▶ [Problem requirements]:
Reproduce the data in its entirety, exactly as supplied.

━━━ Extracted material

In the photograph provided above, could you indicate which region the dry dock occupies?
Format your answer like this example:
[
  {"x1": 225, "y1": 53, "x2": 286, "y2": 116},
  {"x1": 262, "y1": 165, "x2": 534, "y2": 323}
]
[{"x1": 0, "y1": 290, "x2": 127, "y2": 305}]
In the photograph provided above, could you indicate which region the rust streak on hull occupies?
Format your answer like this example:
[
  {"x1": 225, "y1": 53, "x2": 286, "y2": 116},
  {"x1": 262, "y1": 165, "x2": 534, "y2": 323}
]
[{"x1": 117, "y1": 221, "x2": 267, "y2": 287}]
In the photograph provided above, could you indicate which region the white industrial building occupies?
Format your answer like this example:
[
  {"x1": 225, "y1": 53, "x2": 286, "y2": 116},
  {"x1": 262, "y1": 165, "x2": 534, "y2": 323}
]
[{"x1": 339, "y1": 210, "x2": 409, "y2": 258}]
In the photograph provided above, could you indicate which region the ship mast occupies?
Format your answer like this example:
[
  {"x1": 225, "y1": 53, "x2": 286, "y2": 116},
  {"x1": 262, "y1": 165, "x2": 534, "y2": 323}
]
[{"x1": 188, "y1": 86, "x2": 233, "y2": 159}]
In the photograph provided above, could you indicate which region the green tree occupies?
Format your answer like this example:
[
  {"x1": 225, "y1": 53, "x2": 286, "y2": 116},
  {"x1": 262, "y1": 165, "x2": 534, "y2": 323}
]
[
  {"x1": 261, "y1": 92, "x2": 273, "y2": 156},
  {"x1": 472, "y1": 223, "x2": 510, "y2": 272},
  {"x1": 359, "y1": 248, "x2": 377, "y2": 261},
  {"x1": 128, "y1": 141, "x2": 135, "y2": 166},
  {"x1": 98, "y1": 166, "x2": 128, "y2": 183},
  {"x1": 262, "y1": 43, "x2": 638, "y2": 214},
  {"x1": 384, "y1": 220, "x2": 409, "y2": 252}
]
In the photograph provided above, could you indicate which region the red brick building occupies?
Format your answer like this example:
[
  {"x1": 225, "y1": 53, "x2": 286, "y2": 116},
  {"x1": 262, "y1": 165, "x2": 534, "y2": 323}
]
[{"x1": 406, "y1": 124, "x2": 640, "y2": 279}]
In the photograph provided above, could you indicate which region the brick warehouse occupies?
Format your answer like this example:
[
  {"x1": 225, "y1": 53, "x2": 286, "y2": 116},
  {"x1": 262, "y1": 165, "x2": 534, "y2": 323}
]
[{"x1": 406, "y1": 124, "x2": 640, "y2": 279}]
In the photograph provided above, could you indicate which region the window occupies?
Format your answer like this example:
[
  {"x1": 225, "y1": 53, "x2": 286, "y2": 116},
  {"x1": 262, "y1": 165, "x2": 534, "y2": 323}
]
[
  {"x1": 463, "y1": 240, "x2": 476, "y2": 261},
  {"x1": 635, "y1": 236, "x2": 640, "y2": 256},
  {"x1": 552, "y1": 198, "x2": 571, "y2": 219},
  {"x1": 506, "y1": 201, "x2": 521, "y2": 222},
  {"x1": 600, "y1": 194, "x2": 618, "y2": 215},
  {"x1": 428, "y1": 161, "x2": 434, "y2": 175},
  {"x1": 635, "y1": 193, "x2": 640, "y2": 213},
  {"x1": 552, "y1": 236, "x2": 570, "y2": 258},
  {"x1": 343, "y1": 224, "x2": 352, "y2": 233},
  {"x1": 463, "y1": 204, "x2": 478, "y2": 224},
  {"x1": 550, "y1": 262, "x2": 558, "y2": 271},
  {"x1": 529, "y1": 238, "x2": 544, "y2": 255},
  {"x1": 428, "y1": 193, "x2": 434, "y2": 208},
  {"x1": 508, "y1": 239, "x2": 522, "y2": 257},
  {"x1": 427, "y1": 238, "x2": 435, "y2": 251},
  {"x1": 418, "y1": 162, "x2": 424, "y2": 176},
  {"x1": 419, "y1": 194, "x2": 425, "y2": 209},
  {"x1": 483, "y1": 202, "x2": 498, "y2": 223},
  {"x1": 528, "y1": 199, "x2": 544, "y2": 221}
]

━━━━━━

▶ [Problem solution]:
In the photograph provided above, could you indicate which region the dry dock occupies?
Format your answer like this example:
[
  {"x1": 225, "y1": 53, "x2": 286, "y2": 116},
  {"x1": 262, "y1": 165, "x2": 534, "y2": 323}
]
[{"x1": 0, "y1": 290, "x2": 127, "y2": 305}]
In the photograph provided above, could you indicate which region the rust streak on hull occupies?
Format your answer like this example:
[
  {"x1": 225, "y1": 53, "x2": 286, "y2": 116},
  {"x1": 262, "y1": 165, "x2": 534, "y2": 323}
]
[{"x1": 117, "y1": 221, "x2": 267, "y2": 287}]
In the photograph provided above, could you indicate which region the white industrial building occupies?
Format your answer like this example:
[
  {"x1": 225, "y1": 53, "x2": 286, "y2": 116},
  {"x1": 262, "y1": 165, "x2": 534, "y2": 323}
]
[{"x1": 339, "y1": 210, "x2": 409, "y2": 258}]
In the photograph provided above, could you indicate which region the ship mast occupies?
Format your answer like this example:
[
  {"x1": 225, "y1": 53, "x2": 286, "y2": 116},
  {"x1": 262, "y1": 165, "x2": 534, "y2": 323}
]
[{"x1": 188, "y1": 86, "x2": 233, "y2": 159}]
In the photograph provided above, could you indicate which region the green tree occupies?
Format your answer like this example:
[
  {"x1": 225, "y1": 53, "x2": 286, "y2": 116},
  {"x1": 262, "y1": 165, "x2": 534, "y2": 323}
]
[
  {"x1": 261, "y1": 92, "x2": 273, "y2": 156},
  {"x1": 472, "y1": 223, "x2": 510, "y2": 272},
  {"x1": 359, "y1": 248, "x2": 377, "y2": 261},
  {"x1": 128, "y1": 141, "x2": 135, "y2": 166},
  {"x1": 98, "y1": 166, "x2": 128, "y2": 183},
  {"x1": 262, "y1": 43, "x2": 638, "y2": 214},
  {"x1": 384, "y1": 220, "x2": 409, "y2": 252}
]
In the photograph provided above, could you indicate which region the red brick building occupies?
Format your answer like this example:
[
  {"x1": 225, "y1": 53, "x2": 286, "y2": 116},
  {"x1": 262, "y1": 165, "x2": 534, "y2": 323}
]
[{"x1": 406, "y1": 124, "x2": 640, "y2": 279}]
In the photograph provided above, could you indicate which region the brick warehouse occupies?
Format your answer like this example:
[
  {"x1": 225, "y1": 53, "x2": 286, "y2": 116},
  {"x1": 262, "y1": 165, "x2": 534, "y2": 323}
]
[{"x1": 406, "y1": 124, "x2": 640, "y2": 279}]
In the photograph provided above, could you indicate which region the window occupies?
Format your answer like this example:
[
  {"x1": 225, "y1": 53, "x2": 286, "y2": 116},
  {"x1": 262, "y1": 165, "x2": 534, "y2": 323}
]
[
  {"x1": 463, "y1": 240, "x2": 476, "y2": 261},
  {"x1": 635, "y1": 236, "x2": 640, "y2": 256},
  {"x1": 552, "y1": 198, "x2": 571, "y2": 219},
  {"x1": 506, "y1": 201, "x2": 521, "y2": 222},
  {"x1": 600, "y1": 194, "x2": 618, "y2": 215},
  {"x1": 428, "y1": 161, "x2": 434, "y2": 175},
  {"x1": 635, "y1": 193, "x2": 640, "y2": 213},
  {"x1": 552, "y1": 236, "x2": 570, "y2": 258},
  {"x1": 343, "y1": 224, "x2": 352, "y2": 233},
  {"x1": 463, "y1": 204, "x2": 478, "y2": 224},
  {"x1": 550, "y1": 262, "x2": 558, "y2": 271},
  {"x1": 529, "y1": 238, "x2": 544, "y2": 255},
  {"x1": 428, "y1": 193, "x2": 434, "y2": 208},
  {"x1": 508, "y1": 239, "x2": 522, "y2": 257},
  {"x1": 427, "y1": 238, "x2": 435, "y2": 251},
  {"x1": 418, "y1": 162, "x2": 424, "y2": 176},
  {"x1": 419, "y1": 194, "x2": 425, "y2": 209},
  {"x1": 483, "y1": 202, "x2": 498, "y2": 223},
  {"x1": 528, "y1": 199, "x2": 544, "y2": 221}
]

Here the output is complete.